Work task A: According to the article on neuropeptide drugs, which university developed dihexa?
Work task B: Restate more briefly the paragraph of the article on neuropeptide drugs that begins "Neuropeptides are small protein-like molecules", keeping its main facts.
Work task C: Reproduce word for word everything in the article on neuropeptide drugs from "It has initial" down to "into the skin.".

Text provided:
---

A "neurohacking" cream that can help people learn musical instruments or languages faster could be available within five years — but many people may not want it, experts admit.
The neuropeptide dihexa was developed by Washington State University to combat Alzheimer's disease and cognitive impairment by slowing cell death and suppressing enzymes that destroy brain chemicals crucial for memory and learning.
It has initial approval for use in the US after safety trials and is being prescribed to boost general mental performance.
Dr Daniel Stickler, of Apeiron, a US biotech company, prescribes dihexa when clients want to achieve specific goals.
At the Biohackers Summit in Helsinki, he said: "Dihexa is a very short peptide, just six amino acids, and it can be rubbed into the skin.
"It's amazing for learning and memory. They are doing it in clinical trials for dementia and traumatic brain injury and Alzheimer's, but it's also really good, if you're learning to play the guitar or something, for creating that kind of mental response."
Neuropeptides are small protein-like molecules that help neurons communicate, and influence brain activity. They are part of a new kind of medicine called biologics, which seek to use small molecules in the body to fix problems rather than introducing drugs which can cause off-target impacts and side-effects.
But he said early attempts to introduce the drugs into Britain had thrown up an unexpected obstacle.
"When we were in London and meeting people, we were presenting this idea of improving human behaviour and we were finding that as long as there were other people worse off than them it was all okay, they just kept calm and carried on.
"That mindset was very different for us, coming from the US where we have a very large percentage of people who think, 'I know I'm good but I want to get better.' So it's been a foreign concept for people in Britain."
But he added: "I think that is changing and although peptides are only legally prescribed in Australia and the United States right now, I think within the next five years you will see it coming into availability in the UK."
Other neuropeptides being prescribed to boost brain power include cerebrolysin, which is derived from pigs' brains and has been shown to be neuroprotective, enhancing learning and memory, increasing metabolism and decreasing amyloid beta — the stick plaques found in the brains of people with Alzheimer's.
And, the neuropeptide Nasal spray FGL is in phase 2 clinical trials and appears to help repair the myelin sheaths around nerves which are damaged in multiple sclerosis. MT-2, which is used chiefly for people hoping to boost their tan, is also now being taken to stimulate brainwaves.
The brain molecule RG3, which is now also being prescribed, mimics exercise and increases the body's ability to manage free radicals, the unstable atoms that damage cells, causing illness and ageing.
Fabien Foelsch, of the biohacking company Braineffect, said people would increasingly need brain drugs and microdosing in the future to keep up with advancements in society.

---

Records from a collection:
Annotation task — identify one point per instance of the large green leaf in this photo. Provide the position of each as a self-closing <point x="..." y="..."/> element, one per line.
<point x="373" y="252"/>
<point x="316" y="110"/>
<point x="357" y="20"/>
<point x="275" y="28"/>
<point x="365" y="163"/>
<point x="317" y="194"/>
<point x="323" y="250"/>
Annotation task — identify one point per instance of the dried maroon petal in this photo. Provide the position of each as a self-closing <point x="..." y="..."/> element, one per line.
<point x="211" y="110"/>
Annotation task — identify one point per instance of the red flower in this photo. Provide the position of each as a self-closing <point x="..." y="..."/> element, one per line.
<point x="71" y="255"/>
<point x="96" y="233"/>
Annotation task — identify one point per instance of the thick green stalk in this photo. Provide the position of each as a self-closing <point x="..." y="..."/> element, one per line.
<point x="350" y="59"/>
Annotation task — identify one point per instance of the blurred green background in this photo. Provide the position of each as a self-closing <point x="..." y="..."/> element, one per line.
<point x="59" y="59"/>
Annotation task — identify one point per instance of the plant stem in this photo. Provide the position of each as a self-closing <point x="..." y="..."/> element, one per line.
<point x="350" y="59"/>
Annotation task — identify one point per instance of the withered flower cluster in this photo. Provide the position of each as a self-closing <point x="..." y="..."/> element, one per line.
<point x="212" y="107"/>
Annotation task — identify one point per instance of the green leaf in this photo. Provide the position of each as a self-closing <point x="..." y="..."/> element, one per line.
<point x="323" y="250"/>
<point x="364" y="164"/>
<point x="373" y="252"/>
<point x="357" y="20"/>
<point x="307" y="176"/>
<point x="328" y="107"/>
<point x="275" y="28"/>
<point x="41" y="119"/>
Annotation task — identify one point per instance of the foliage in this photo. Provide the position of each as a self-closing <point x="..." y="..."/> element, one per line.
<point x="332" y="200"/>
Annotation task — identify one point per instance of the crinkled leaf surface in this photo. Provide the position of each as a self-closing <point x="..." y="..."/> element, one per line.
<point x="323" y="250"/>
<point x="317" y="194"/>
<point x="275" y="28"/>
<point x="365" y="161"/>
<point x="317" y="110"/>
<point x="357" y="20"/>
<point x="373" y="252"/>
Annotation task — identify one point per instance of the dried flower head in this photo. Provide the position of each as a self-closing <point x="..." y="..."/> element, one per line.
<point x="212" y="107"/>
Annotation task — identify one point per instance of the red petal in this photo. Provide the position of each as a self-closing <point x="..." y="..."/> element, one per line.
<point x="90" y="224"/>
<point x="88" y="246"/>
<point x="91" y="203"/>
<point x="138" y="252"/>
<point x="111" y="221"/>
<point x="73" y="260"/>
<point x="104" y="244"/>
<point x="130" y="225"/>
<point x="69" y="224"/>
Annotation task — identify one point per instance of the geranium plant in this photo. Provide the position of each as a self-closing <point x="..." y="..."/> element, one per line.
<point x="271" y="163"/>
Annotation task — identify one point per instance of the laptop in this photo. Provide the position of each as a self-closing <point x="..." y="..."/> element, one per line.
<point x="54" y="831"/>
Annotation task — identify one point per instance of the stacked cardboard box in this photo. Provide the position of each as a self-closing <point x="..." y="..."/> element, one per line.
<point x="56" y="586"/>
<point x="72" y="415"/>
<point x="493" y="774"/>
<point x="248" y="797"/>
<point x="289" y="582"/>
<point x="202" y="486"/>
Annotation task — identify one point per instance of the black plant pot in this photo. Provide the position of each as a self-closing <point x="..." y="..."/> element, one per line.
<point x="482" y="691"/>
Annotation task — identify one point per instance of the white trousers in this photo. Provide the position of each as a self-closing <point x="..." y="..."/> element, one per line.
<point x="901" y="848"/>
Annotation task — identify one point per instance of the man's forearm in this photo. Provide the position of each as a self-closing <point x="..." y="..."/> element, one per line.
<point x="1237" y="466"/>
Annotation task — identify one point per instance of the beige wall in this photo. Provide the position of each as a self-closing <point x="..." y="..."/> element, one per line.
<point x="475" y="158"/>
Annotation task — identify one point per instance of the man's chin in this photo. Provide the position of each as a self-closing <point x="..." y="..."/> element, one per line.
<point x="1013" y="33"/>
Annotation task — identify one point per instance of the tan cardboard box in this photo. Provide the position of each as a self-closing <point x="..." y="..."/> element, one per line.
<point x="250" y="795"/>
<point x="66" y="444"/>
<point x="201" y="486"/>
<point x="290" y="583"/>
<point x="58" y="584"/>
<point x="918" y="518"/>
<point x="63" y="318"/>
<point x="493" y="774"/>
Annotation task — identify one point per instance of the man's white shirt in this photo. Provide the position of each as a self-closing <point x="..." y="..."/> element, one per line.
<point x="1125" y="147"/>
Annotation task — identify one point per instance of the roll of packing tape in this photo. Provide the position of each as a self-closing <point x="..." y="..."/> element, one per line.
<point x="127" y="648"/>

---

Your response A: Washington State University

Your response B: Neuropeptides are small protein-like molecules that help neurons communicate and influence brain activity. They belong to biologics, a new kind of medicine that uses small molecules in the body to fix problems instead of introducing drugs that can cause off-target impacts and side-effects.

Your response C:
It has initial approval for use in the US after safety trials and is being prescribed to boost general mental performance.
Dr Daniel Stickler, of Apeiron, a US biotech company, prescribes dihexa when clients want to achieve specific goals.
At the Biohackers Summit in Helsinki, he said: "Dihexa is a very short peptide, just six amino acids, and it can be rubbed into the skin.